-- Opening Marker --

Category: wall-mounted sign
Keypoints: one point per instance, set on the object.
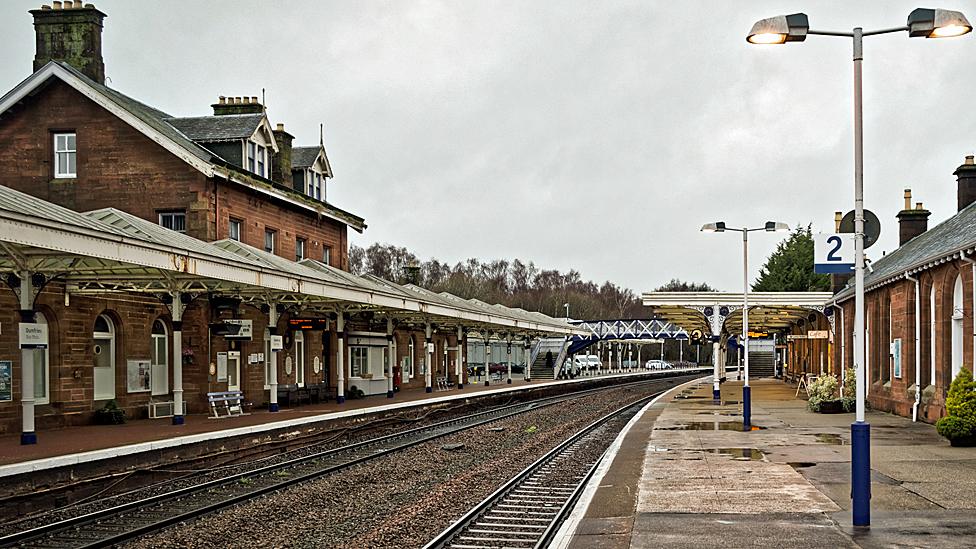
(6, 381)
(277, 343)
(246, 328)
(137, 375)
(221, 366)
(308, 323)
(33, 336)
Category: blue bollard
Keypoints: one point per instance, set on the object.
(746, 408)
(861, 473)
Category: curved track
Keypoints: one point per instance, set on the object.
(527, 511)
(130, 520)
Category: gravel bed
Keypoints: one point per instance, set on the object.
(402, 500)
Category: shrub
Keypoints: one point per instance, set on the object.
(960, 420)
(822, 389)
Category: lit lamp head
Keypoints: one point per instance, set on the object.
(937, 23)
(780, 29)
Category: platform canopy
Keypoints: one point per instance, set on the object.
(768, 311)
(111, 251)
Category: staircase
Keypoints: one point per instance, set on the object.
(761, 364)
(554, 345)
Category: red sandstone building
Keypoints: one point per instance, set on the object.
(919, 308)
(230, 177)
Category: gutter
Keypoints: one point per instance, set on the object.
(918, 358)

-- Closing Marker --

Task to carry out:
Repeat each line, unchanged, from the line that contains "Category: lit lamp head" to the end of the listing above.

Answer space:
Category: lit lamp head
Keypoints: one point per instance, set on the object.
(937, 23)
(780, 29)
Category: platform canopy
Keypoints: one point per instance, set on the object.
(768, 311)
(111, 251)
Category: staircase
Keypoints: one point per instance, set on the object.
(761, 364)
(554, 345)
Category: red sandstone building
Keypoints: one point per instance, set on the object.
(919, 308)
(230, 177)
Category: gutter
Keypoints: one point per instance, set on the object.
(918, 358)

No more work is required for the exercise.